>>>>>

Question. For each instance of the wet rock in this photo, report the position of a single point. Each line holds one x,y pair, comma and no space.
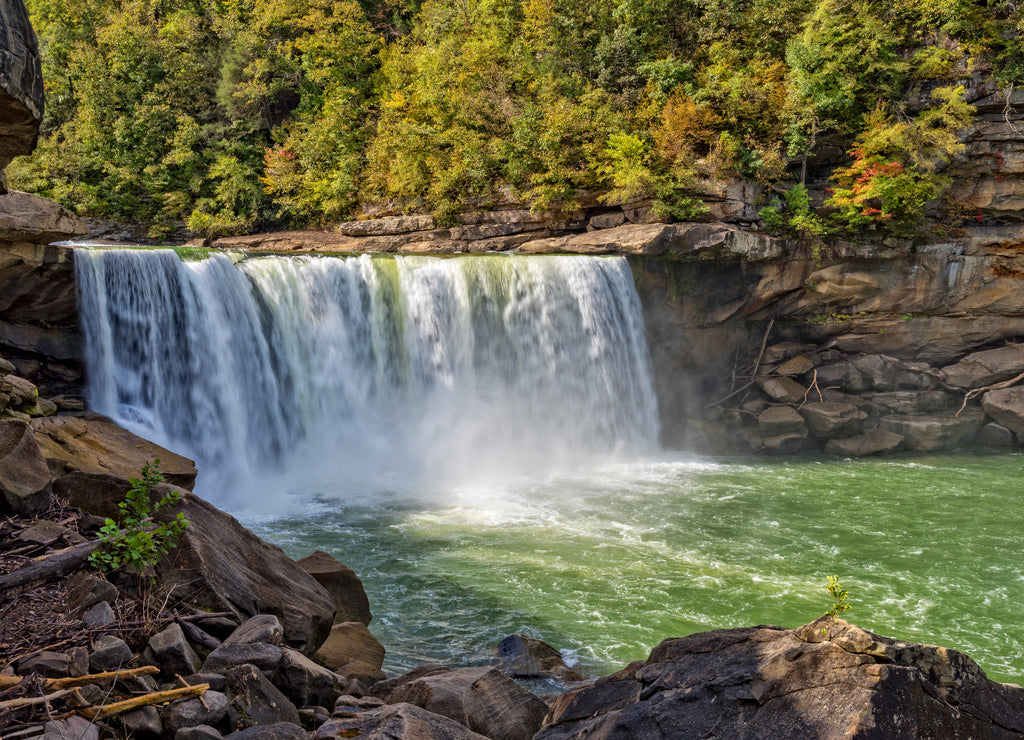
99,615
783,390
25,479
172,653
776,421
263,628
396,722
984,368
832,419
97,445
254,700
521,656
109,653
995,435
221,566
794,684
877,441
1007,407
46,663
482,699
209,709
350,602
352,652
930,433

<<<<<

### Instruction
All of the lines above should be retyped precisely, apart from the pictures.

### The solution
Question. For each instance of the wet rock in this photo, report the position of a single point. Each line holds one x,y pair, comma and no space.
99,615
783,390
25,479
172,653
776,421
263,628
396,722
984,368
832,419
97,445
254,700
521,656
109,653
995,435
221,566
794,684
877,441
1007,407
46,663
482,699
209,709
350,602
352,652
930,433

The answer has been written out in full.